• **What the task requires**: Reproduce the part of the COVID-19 radiation protection education text starting with "Ed Waller, a" and going on through "the student’s viewpoint.".

• **Supplied passage**:
Impact of the COVID-19 Pandemic on Radiation Protection Education Programs
The COVID-19 pandemic has certainly changed the way the world is functioning right now, and, of course, this extends into university education and research in radiation protection programs. Here are two perspectives on the impact the pandemic has had on teaching and learning.
Ed Waller, a professor at Ontario Tech University and a past president of CRPA, provides his point of view as a professor and Marta Kocemba, a PhD student and teaching assistant at Ontario Tech University, provides insight from the student’s viewpoint.
How Ontario Tech’s Radiation Science Programs Were Affected by the Pandemic
By Ed Waller, professor, Ontario Tech University, and CRPA past president
At Ontario Tech University we offer undergraduate, master’s, and doctorate programs in health physics, radiation science, and nuclear engineering. Since March 2020, Ontario Tech has been effectively locked down—teaching moved to primarily online, and, for the better part of a year, we’ve had limited access to our research laboratories. That being said, we still need to function as a university and, therefore, have had to adapt to the new ways of life in Canada.
At Ontario Tech we’ve developed strict screening, masking, distancing, sanitizing, and occupancy protocols designed to keep our community safe. The question I am going to try to answer here is, How were our radiation science programs affected?
First, I will address teaching. When we went into lockdown, we needed to immediately shift to online delivery, which happened at almost the same time that we adopted a new learning management system, so the timing was not ideal.
We needed to finish our winter semester courses remotely, including exams. Everyone stepped up, and, to my amazement, the transition was remarkably smooth. We turned our cameras and microphones on and plowed ahead. Luckily, at this point in the semester, laboratories were almost finished, as were classes, so the impact to students was minimal.
I was surprised at how much better people’s internet connections got overnight . . . almost like they had been throttled somehow and someone, somewhere, flicked a switch to make them better. Class sizes of 50, 100, and even 200 students were almost immediately accommodated online; prior to lockdown, this would have been extremely difficult.

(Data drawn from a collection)
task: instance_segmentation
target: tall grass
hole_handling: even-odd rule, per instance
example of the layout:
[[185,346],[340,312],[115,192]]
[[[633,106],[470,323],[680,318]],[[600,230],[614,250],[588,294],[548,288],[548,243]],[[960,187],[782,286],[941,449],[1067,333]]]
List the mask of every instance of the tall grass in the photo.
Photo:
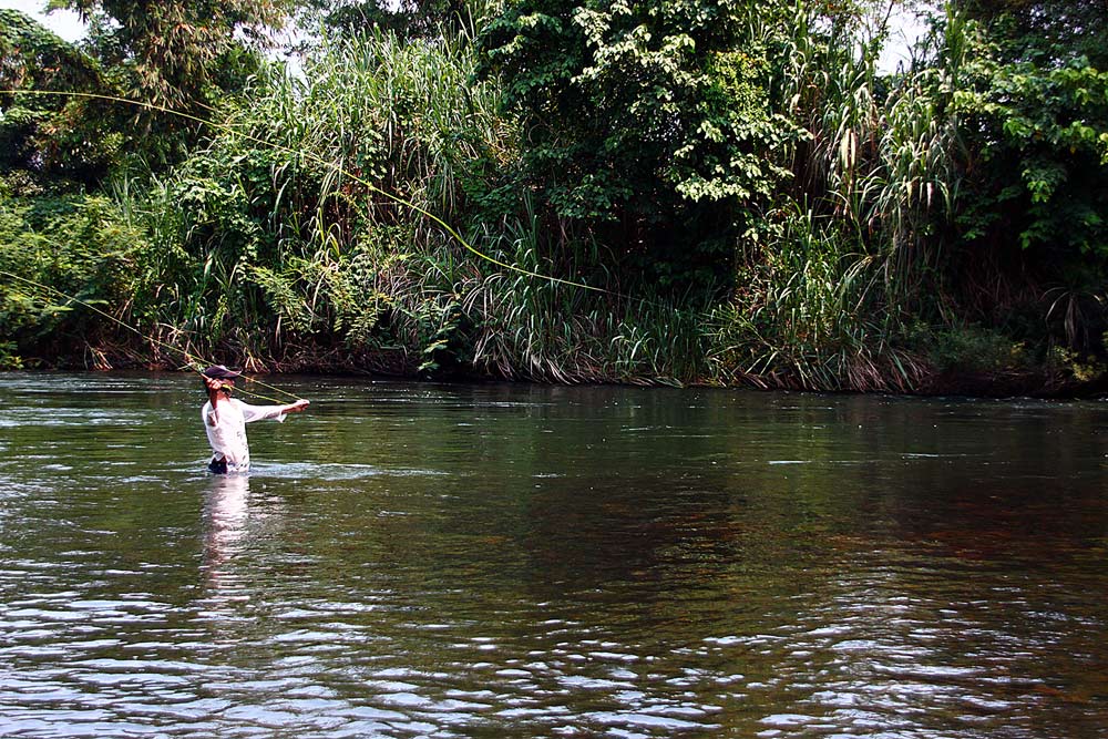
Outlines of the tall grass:
[[[172,176],[120,181],[151,234],[130,317],[254,368],[702,377],[695,316],[541,256],[545,220],[502,187],[519,131],[495,85],[473,79],[465,33],[382,32],[325,41],[302,79],[258,79]],[[599,289],[570,284],[586,279]]]

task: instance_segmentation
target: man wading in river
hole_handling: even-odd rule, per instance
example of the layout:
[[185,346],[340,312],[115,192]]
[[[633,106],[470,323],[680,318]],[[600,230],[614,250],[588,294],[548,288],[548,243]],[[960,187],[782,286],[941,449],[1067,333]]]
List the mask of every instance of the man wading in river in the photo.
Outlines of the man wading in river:
[[242,372],[229,370],[223,365],[208,367],[201,372],[208,401],[201,415],[204,430],[212,445],[212,461],[208,470],[216,474],[247,472],[250,469],[250,448],[246,443],[246,424],[261,419],[284,421],[286,413],[299,413],[308,407],[307,400],[298,400],[290,406],[249,406],[230,393],[235,389],[235,378]]

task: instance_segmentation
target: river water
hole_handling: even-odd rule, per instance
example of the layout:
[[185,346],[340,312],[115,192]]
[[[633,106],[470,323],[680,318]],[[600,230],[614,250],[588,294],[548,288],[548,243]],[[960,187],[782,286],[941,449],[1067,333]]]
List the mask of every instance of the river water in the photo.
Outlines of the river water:
[[0,374],[3,737],[1108,737],[1108,404]]

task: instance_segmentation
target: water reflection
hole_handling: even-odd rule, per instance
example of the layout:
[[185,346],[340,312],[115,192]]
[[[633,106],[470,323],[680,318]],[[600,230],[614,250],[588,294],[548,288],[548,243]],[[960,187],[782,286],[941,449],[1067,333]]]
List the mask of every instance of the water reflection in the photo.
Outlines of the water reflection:
[[218,581],[219,566],[240,550],[249,497],[249,475],[211,475],[204,493],[204,567],[213,581]]
[[1105,736],[1099,408],[174,382],[0,377],[2,736]]

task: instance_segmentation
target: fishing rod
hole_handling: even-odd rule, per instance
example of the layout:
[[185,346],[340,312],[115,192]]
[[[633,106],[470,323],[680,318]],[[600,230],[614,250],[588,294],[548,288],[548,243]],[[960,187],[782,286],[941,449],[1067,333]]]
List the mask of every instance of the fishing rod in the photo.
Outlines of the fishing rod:
[[[80,299],[78,297],[74,297],[72,295],[66,295],[65,292],[59,290],[55,287],[51,287],[50,285],[43,285],[42,283],[38,283],[38,281],[33,280],[33,279],[29,279],[27,277],[22,277],[20,275],[16,275],[13,273],[6,271],[6,270],[0,270],[0,275],[2,275],[4,277],[10,277],[10,278],[19,280],[19,281],[21,281],[21,283],[23,283],[25,285],[30,285],[30,286],[32,286],[32,287],[34,287],[34,288],[37,288],[39,290],[42,290],[44,292],[53,294],[53,295],[55,295],[58,297],[64,298],[65,300],[70,300],[72,302],[81,305],[81,306],[88,308],[89,310],[95,312],[96,315],[99,315],[99,316],[101,316],[103,318],[106,318],[107,320],[112,321],[116,326],[120,326],[122,328],[127,329],[129,331],[131,331],[132,333],[135,333],[140,338],[143,338],[143,339],[145,339],[145,340],[147,340],[147,341],[150,341],[152,343],[155,343],[158,347],[162,347],[163,349],[170,349],[172,351],[176,351],[176,352],[181,353],[185,358],[185,365],[184,366],[187,367],[193,372],[196,372],[197,374],[199,374],[202,377],[204,376],[203,367],[215,365],[214,361],[206,360],[204,357],[202,357],[199,355],[195,355],[195,353],[188,351],[187,349],[182,349],[182,348],[176,347],[176,346],[174,346],[172,343],[168,343],[166,341],[162,341],[161,339],[157,339],[154,336],[151,336],[148,333],[143,333],[142,331],[140,331],[134,326],[131,326],[126,321],[121,320],[120,318],[111,315],[110,312],[107,312],[105,310],[101,310],[100,308],[98,308],[96,306],[92,305],[91,302],[82,300],[82,299]],[[267,388],[269,390],[279,392],[283,396],[291,398],[293,400],[299,400],[299,398],[297,396],[294,396],[293,393],[288,392],[287,390],[281,390],[278,387],[275,387],[275,386],[271,386],[271,384],[267,384],[267,383],[265,383],[261,380],[258,380],[256,378],[246,377],[246,380],[248,382],[254,382],[255,384],[261,386],[263,388]],[[250,397],[253,397],[253,398],[258,398],[259,400],[267,400],[267,401],[269,401],[271,403],[276,403],[278,406],[283,404],[280,400],[277,400],[275,398],[269,398],[268,396],[264,396],[264,394],[261,394],[259,392],[254,392],[252,390],[247,390],[246,388],[238,388],[238,390],[242,391],[242,392],[244,392],[244,393],[246,393],[246,394],[248,394],[248,396],[250,396]]]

• **Task response**:
Ed Waller, a professor at Ontario Tech University and a past president of CRPA, provides his point of view as a professor and Marta Kocemba, a PhD student and teaching assistant at Ontario Tech University, provides insight from the student’s viewpoint.